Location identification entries
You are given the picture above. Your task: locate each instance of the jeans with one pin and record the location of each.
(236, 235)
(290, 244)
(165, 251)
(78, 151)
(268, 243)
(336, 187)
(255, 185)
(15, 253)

▶ **EXERCISE DESCRIPTION**
Reproduce the data above line for line, changing nothing.

▶ **THE RESULT**
You are given the picture above. Your task: locate each instance of the jeans with one pin and record the location of each.
(236, 235)
(290, 244)
(165, 251)
(78, 151)
(268, 243)
(336, 187)
(255, 185)
(15, 253)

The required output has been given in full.